-- Directive --
List each line below that contains the string "element", treating the match as case-sensitive.
---*---
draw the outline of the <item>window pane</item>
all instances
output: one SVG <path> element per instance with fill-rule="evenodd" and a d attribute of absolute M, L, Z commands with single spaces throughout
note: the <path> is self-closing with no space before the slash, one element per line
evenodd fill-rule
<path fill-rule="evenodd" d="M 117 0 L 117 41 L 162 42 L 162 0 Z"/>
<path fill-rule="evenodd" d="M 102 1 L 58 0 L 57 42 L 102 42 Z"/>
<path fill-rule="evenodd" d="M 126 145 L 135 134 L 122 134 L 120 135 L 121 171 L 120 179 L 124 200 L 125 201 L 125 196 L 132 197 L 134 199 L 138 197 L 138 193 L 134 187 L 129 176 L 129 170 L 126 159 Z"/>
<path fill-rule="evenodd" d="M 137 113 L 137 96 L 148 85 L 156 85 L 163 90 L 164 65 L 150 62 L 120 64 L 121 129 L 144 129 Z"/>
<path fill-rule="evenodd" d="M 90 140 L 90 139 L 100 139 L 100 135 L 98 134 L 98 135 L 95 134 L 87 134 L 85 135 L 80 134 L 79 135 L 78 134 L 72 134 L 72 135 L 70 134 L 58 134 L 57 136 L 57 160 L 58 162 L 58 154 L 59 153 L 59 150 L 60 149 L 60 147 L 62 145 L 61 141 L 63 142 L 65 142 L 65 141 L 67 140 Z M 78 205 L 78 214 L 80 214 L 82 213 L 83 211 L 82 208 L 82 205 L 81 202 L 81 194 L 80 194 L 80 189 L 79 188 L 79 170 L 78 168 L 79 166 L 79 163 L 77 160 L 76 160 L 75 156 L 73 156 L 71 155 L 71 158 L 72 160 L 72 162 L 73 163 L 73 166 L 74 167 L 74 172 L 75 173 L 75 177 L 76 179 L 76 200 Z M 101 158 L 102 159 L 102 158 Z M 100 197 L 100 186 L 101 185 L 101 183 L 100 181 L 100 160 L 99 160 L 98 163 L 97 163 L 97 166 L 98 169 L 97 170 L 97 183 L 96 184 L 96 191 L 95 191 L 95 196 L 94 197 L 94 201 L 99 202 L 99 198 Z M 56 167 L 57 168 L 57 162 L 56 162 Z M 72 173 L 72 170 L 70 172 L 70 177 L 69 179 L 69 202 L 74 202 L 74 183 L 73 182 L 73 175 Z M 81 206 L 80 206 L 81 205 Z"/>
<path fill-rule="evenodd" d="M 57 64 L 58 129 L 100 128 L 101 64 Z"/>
---*---
-- Worked answer --
output: one SVG <path> element per instance with fill-rule="evenodd" and a d attribute of absolute M, L, Z commands with single spaces throughout
note: the <path> is self-closing with no space before the slash, one element per line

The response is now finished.